**EXERCISE DESCRIPTION**
Gather all lines below that contain the word "every", copying each one in full. Case counts.

**RECORDS TO USE**

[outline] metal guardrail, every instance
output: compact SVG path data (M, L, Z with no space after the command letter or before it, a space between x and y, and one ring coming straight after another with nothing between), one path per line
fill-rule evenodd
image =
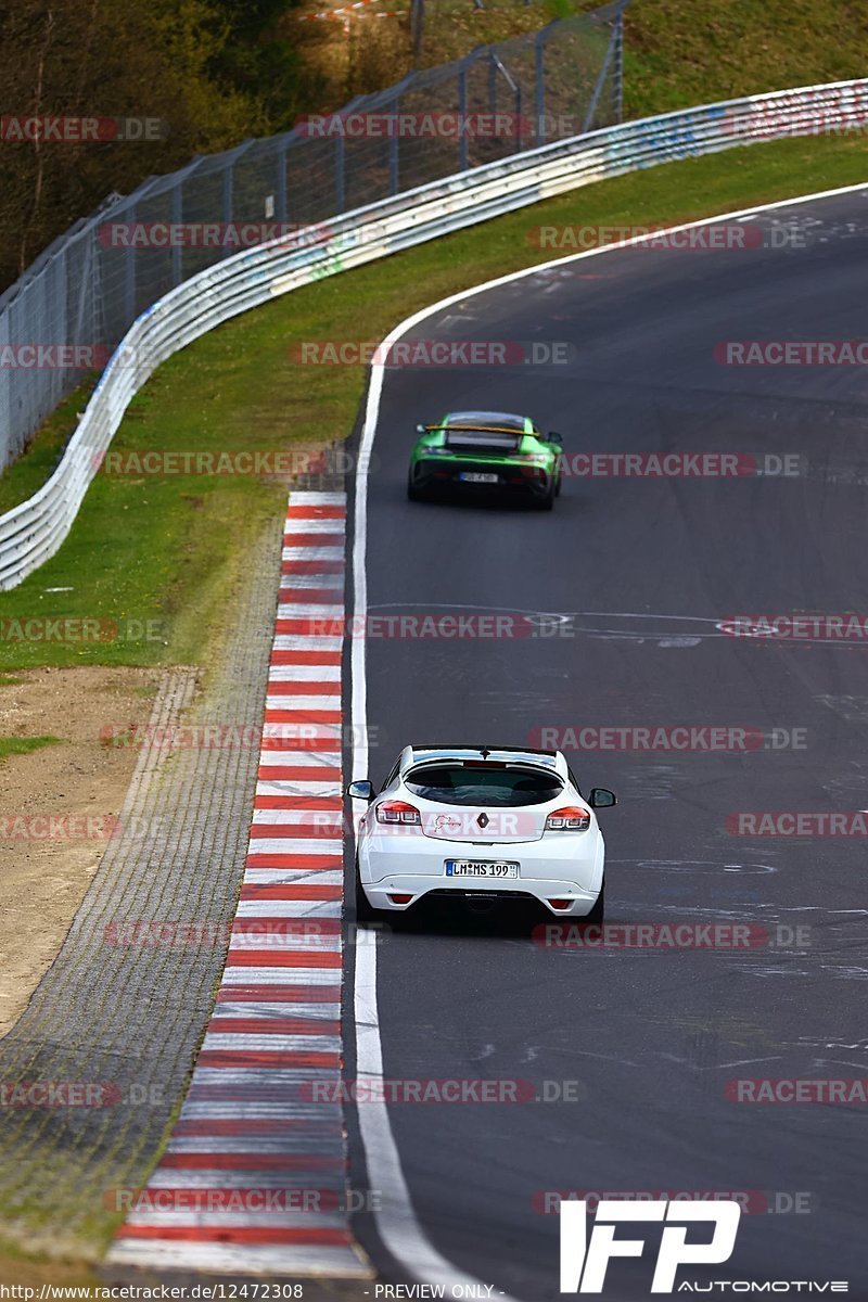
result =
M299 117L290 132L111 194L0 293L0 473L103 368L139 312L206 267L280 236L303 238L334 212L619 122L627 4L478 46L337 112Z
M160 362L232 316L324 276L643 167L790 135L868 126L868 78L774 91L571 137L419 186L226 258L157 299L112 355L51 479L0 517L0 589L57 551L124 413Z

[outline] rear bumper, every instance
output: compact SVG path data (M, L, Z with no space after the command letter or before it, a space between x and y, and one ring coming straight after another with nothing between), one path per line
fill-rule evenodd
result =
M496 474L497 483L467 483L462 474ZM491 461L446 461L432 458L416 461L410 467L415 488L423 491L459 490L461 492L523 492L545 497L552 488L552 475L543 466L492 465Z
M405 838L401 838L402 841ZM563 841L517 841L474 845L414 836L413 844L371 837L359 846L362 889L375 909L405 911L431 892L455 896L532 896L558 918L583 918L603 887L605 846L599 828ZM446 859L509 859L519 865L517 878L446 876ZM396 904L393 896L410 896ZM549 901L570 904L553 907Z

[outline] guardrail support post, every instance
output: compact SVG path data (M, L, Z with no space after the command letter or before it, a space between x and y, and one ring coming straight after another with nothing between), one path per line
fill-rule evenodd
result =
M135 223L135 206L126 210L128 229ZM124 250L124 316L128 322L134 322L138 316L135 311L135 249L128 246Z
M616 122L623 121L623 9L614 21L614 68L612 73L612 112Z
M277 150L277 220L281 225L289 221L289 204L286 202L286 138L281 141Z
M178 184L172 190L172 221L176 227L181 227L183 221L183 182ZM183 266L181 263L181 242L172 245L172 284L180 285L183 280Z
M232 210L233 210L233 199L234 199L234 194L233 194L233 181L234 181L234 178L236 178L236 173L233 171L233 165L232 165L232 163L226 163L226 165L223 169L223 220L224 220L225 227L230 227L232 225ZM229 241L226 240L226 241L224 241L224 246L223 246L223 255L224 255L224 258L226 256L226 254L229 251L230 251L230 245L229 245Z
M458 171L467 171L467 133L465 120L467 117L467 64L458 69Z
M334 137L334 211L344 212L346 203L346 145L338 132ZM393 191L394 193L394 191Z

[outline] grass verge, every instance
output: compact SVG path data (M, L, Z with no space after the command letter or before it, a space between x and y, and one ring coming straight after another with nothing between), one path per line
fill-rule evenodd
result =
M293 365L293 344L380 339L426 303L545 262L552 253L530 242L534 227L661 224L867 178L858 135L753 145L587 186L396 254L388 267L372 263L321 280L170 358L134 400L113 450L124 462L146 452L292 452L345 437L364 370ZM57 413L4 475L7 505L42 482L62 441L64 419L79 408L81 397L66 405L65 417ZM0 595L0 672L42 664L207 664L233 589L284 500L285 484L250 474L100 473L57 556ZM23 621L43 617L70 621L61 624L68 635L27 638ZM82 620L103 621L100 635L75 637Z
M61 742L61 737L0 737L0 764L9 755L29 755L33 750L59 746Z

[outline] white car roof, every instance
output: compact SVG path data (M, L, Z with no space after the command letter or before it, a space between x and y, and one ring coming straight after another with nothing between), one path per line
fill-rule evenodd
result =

**CORRECT ANSWER**
[outline] metal guardrail, every instance
[outline] rear bumper, every instance
[outline] guardrail support post, every instance
[outline] grass verge, every instance
[outline] white car roof, every instance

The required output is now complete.